Source passage Block Start

Malaysia tightens policies to cool its economy
Malaysia tightens policies to cool its economy
By Ong Saw Lay
KUALA LUMPUR (AFP): Malaysia will move soon to further tighten monetary policy, boost interest rates and rein in spending on cars and property to curb inflation and cool an overheating economy, analysts have said.
Rising personal credit will put pressure on inflation in the second half of the year and further strain the country's deteriorating current account deficit, which can only improve with tough policy action, they said.
"We expect monetary tightening, higher interest rates, and administrative action aimed at specific hot spots such as cars and residential property by the third quarter," said Crosby Research in its first quarterly economic report for 1995.
The key three-month interbank rate is projected to rise above seven percent by year-end from 5.7 percent earlier this year. It was hovering at 6. 05 percent Tuesday.
"The central Bank Negara will guide domestic rates up in line with a global trend to prevent an outflow of funds that can stunt growth," a foreign exchange analyst said.
The anticipation of higher rates has kept punters out of the drifting Malaysian stock market.
Economists said a seven-year boom had led to a build-up in consumer-led inflationary pressure aggravated by rising wages in labor-tight Malaysia.
The Malaysian economy, one of Asia's economic powerhouses, has been expanding at above eight percent a year since 1987. But the strong growth has stirred stability concerns.
"We expect inflation to rise to 3.9 percent this year, after surpassing four percent in the second half of the year, from 3.7 percent for the whole of last year," a private economist said.
Private consumption accounted for 43.6 percent of last year's 8.7 percent growth in Malaysia's gross domestic product (GDP) in contrast to only 22.4 percent in 1993.

Source passage Block End
Data shown Block Start

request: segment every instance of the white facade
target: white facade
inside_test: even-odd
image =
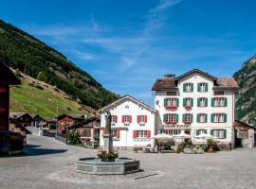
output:
[[[184,84],[186,86],[187,83],[192,83],[193,85],[192,92],[184,92]],[[198,83],[207,83],[207,91],[198,92]],[[202,88],[204,88],[206,85],[203,84]],[[213,135],[216,140],[220,142],[232,143],[235,94],[233,90],[227,89],[219,91],[220,93],[224,92],[223,94],[214,94],[214,91],[216,92],[216,90],[212,89],[213,85],[214,80],[212,77],[205,76],[200,72],[193,72],[176,80],[176,94],[174,93],[175,91],[170,93],[172,90],[155,91],[155,109],[157,111],[155,121],[157,131],[165,132],[171,135],[174,135],[179,132],[186,132],[192,135],[193,140],[194,136],[201,132],[199,129],[204,129],[206,130],[204,132]],[[176,98],[178,99],[178,104],[174,105],[171,103],[172,106],[166,107],[166,98]],[[191,104],[192,106],[187,107],[186,109],[184,107],[185,104],[183,104],[184,98],[192,99],[192,105]],[[198,107],[198,98],[207,99],[207,106]],[[211,103],[212,98],[217,98],[217,100],[220,99],[220,103],[223,106],[213,107]],[[178,119],[170,121],[169,115],[167,120],[167,118],[165,118],[165,114],[168,113],[177,114]],[[186,113],[192,115],[192,120],[191,120],[191,123],[185,123],[183,116]],[[204,120],[204,115],[200,115],[200,118],[197,118],[199,113],[206,114],[207,120],[205,120],[205,123],[199,123],[200,119],[201,121]],[[212,115],[214,113],[216,113],[216,115]],[[211,118],[212,116],[213,118]],[[221,123],[213,123],[214,121],[217,121],[218,118]]]
[[[105,112],[113,116],[113,146],[115,148],[132,148],[135,146],[154,146],[152,136],[155,134],[155,110],[125,95],[119,100],[101,109],[100,146],[103,146]],[[139,118],[137,117],[139,116]],[[140,118],[140,116],[143,116]],[[139,120],[138,120],[139,119]]]

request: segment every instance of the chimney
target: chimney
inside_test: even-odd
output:
[[[174,78],[175,77],[175,75],[174,75],[174,74],[167,74],[167,75],[164,75],[164,77],[165,78]]]

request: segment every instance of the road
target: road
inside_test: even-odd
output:
[[[121,156],[140,160],[145,172],[155,172],[157,176],[77,183],[52,177],[74,171],[79,158],[95,157],[97,150],[66,146],[36,135],[29,135],[27,144],[27,156],[0,158],[0,189],[256,188],[255,148],[204,155],[120,151]]]

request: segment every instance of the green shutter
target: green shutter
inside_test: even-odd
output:
[[[193,83],[192,83],[191,85],[192,85],[192,92],[193,92]]]
[[[226,107],[228,106],[228,98],[227,97],[224,98],[224,106],[226,106]]]
[[[227,129],[224,129],[224,138],[227,138]]]
[[[167,121],[167,114],[164,114],[164,122]]]
[[[227,123],[227,113],[224,114],[224,123]]]
[[[191,121],[192,122],[192,114],[191,114]]]
[[[167,106],[167,98],[164,98],[164,107]]]
[[[213,136],[213,129],[210,129],[210,135]]]
[[[176,114],[176,122],[178,122],[178,114]]]

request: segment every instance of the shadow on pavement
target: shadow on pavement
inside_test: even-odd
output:
[[[56,153],[64,153],[67,151],[67,149],[48,149],[48,148],[38,148],[41,146],[34,145],[27,145],[25,147],[25,156],[40,156],[46,154],[56,154]]]

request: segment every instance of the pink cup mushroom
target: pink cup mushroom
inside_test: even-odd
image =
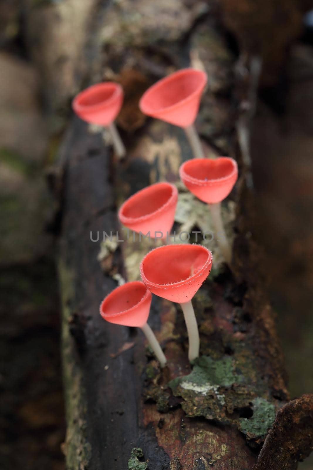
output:
[[[139,102],[144,114],[183,127],[194,157],[200,158],[205,156],[193,123],[207,80],[202,70],[183,69],[155,83]]]
[[[159,232],[166,238],[174,222],[178,193],[169,183],[156,183],[141,189],[122,205],[118,216],[131,230],[153,238]]]
[[[168,245],[150,251],[140,265],[141,279],[153,294],[180,304],[189,339],[188,358],[199,356],[200,341],[191,299],[206,279],[212,254],[200,245]]]
[[[181,165],[179,175],[188,189],[209,204],[220,249],[230,265],[231,250],[223,226],[221,203],[229,195],[238,178],[236,162],[226,157],[215,160],[194,158]]]
[[[74,110],[87,122],[108,128],[115,151],[120,158],[125,157],[126,150],[114,121],[123,102],[123,89],[114,82],[104,82],[89,86],[74,99]]]
[[[141,328],[161,367],[164,367],[166,358],[147,323],[152,300],[151,292],[143,282],[126,282],[107,296],[100,306],[100,313],[110,323]]]

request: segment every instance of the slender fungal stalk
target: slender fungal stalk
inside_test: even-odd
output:
[[[209,204],[217,243],[223,257],[229,266],[231,261],[231,249],[224,230],[221,212],[221,203]]]
[[[155,354],[157,359],[160,363],[161,367],[164,367],[166,364],[166,358],[164,355],[164,353],[161,349],[161,346],[159,344],[159,341],[155,337],[154,333],[152,331],[148,323],[144,325],[141,327],[145,337],[148,340],[148,342],[152,348],[153,352]]]
[[[200,140],[200,138],[193,124],[185,127],[185,132],[192,149],[195,158],[204,158],[205,155]]]
[[[200,349],[199,331],[197,324],[196,315],[191,300],[180,305],[183,309],[189,339],[188,359],[189,360],[193,360],[196,358],[199,357],[199,350]]]
[[[111,123],[111,124],[108,125],[108,127],[112,138],[114,150],[115,150],[117,156],[120,158],[122,158],[126,155],[126,150],[125,147],[124,146],[124,144],[122,142],[122,139],[120,137],[120,134],[118,133],[117,129],[116,129],[116,126],[115,125],[115,123]]]

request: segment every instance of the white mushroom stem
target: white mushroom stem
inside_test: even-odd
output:
[[[195,158],[204,158],[205,155],[202,148],[200,138],[193,124],[185,127],[185,132],[189,143],[192,149],[192,153]]]
[[[200,338],[196,315],[191,300],[180,305],[183,309],[189,340],[188,359],[190,361],[193,360],[199,357],[200,349]]]
[[[116,129],[115,123],[111,123],[107,127],[112,138],[115,151],[118,157],[122,158],[126,155],[126,150]]]
[[[166,358],[164,355],[164,353],[162,351],[159,341],[155,337],[154,333],[148,323],[144,325],[141,327],[141,329],[144,332],[149,345],[152,348],[153,352],[155,354],[157,359],[160,362],[161,367],[164,367],[166,364]]]
[[[214,235],[216,237],[221,252],[227,264],[230,266],[231,261],[231,249],[224,230],[221,219],[221,203],[209,204],[209,206],[215,232]]]

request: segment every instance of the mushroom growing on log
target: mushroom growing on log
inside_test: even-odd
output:
[[[90,70],[118,76],[123,68],[133,67],[152,84],[169,68],[185,66],[190,52],[194,62],[210,68],[198,118],[203,141],[242,165],[233,132],[237,116],[231,99],[238,84],[232,81],[234,60],[219,29],[218,12],[214,8],[204,11],[198,2],[136,4],[138,20],[130,14],[133,2],[95,8],[94,24],[101,30],[97,37],[102,42],[95,34],[93,43],[88,42],[89,51],[96,43]],[[49,6],[54,8],[59,7]],[[158,16],[161,22],[156,21]],[[240,84],[242,95],[244,85]],[[90,233],[117,231],[116,207],[150,184],[178,182],[178,168],[191,155],[183,131],[165,123],[147,121],[140,132],[123,138],[129,149],[127,161],[110,163],[100,136],[89,133],[87,125],[75,118],[60,157],[66,177],[59,272],[67,468],[248,470],[256,463],[268,430],[273,426],[274,432],[283,433],[288,420],[277,423],[275,417],[289,399],[274,315],[259,275],[252,195],[242,178],[237,188],[233,274],[217,267],[195,296],[202,355],[192,367],[181,313],[167,301],[153,299],[149,321],[160,330],[168,361],[161,370],[148,353],[145,357],[143,339],[124,327],[117,337],[115,326],[103,321],[98,310],[103,296],[116,286],[116,273],[128,281],[138,278],[137,261],[153,245],[117,243],[104,272],[97,260],[100,242],[92,241]],[[182,192],[180,196],[183,212],[185,199]],[[81,330],[75,337],[69,324],[74,313]],[[130,340],[136,348],[125,346]],[[309,409],[312,402],[309,398]],[[290,413],[292,417],[293,407],[283,408],[283,416]],[[296,420],[290,419],[296,427]],[[299,432],[307,433],[309,426],[304,419]],[[296,434],[294,430],[290,439]],[[265,468],[262,455],[267,458],[271,447],[279,442],[279,433],[270,436],[258,468]],[[297,449],[302,443],[307,447],[305,439],[298,442]],[[290,462],[294,465],[308,452],[298,450],[294,456],[287,449],[286,468],[293,468]],[[280,470],[281,463],[273,469]]]

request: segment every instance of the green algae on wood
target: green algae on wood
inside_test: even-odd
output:
[[[139,460],[143,457],[144,453],[140,447],[134,447],[132,449],[130,457],[128,461],[128,470],[146,470],[148,464]]]
[[[252,400],[252,403],[253,415],[249,418],[240,418],[239,429],[251,439],[265,437],[275,420],[275,406],[260,397]]]
[[[275,405],[256,396],[260,390],[255,385],[248,374],[242,373],[233,357],[214,360],[205,356],[194,361],[191,374],[168,384],[174,395],[183,399],[182,407],[189,417],[235,424],[249,439],[264,438],[275,415]],[[245,407],[252,408],[251,417],[231,416]]]
[[[73,340],[69,321],[71,313],[69,300],[74,295],[74,274],[60,261],[59,275],[61,286],[63,310],[62,351],[63,376],[65,391],[66,437],[63,451],[69,470],[83,470],[88,465],[92,447],[87,437],[86,395],[83,384],[83,372],[73,353]]]

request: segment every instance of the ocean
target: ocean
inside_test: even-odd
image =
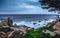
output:
[[[27,25],[29,27],[33,26],[33,22],[56,19],[56,14],[0,14],[0,21],[10,17],[13,20],[13,23],[17,25]],[[43,25],[41,25],[43,26]]]

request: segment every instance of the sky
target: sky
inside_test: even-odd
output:
[[[55,14],[42,9],[39,0],[0,0],[0,14]]]

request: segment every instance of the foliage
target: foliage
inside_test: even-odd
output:
[[[50,38],[50,34],[45,34],[45,33],[41,33],[42,30],[50,30],[52,31],[53,29],[51,28],[47,28],[47,27],[41,27],[38,29],[35,29],[34,31],[30,31],[25,35],[25,38]]]

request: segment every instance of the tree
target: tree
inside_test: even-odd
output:
[[[60,0],[40,0],[39,2],[43,9],[60,13]]]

Data shown Block End

Assigned task: Pick up the news article on Malaysia's policy tightening after its final sentence and continue it in the same reporting style.

Result:
With the workforce almost fully employed, real wage growth is expected to rise by about eight percent this year from 6.3 percent last year, analysts said.
While the economy should grow above potential at 8.8 percent this year, tighter policies could slow consumption and private investment to bring overall growth down to 7.7 percent next year, Crosby said.
Consumer spending is projected to rise strongly by 10.1 percent this year from 7.9 percent last year to contribute to the widening current account deficit through imports of consumer goods and cars, Crosby said.
The brokerage, however, believe the rising deficit was merely a symptom of underlying overheating and not a problem of stability.
The current account balance should improve in the next two years, it said.
The deficit nearly doubled to 11.6 billion ringgit, or 6.6 percent of gross national product, last year, from 6.3 billion ringgit in 1993.
Malaysia's central bank has projected the shortfall to deteriorate to 13. 79 billion ringgit this year.
"The deficit is of increasing concern as consumption is rising and investment is less driven by foreign investment into export- oriented industries compared to the previous cyclical deterioration," Crosby said.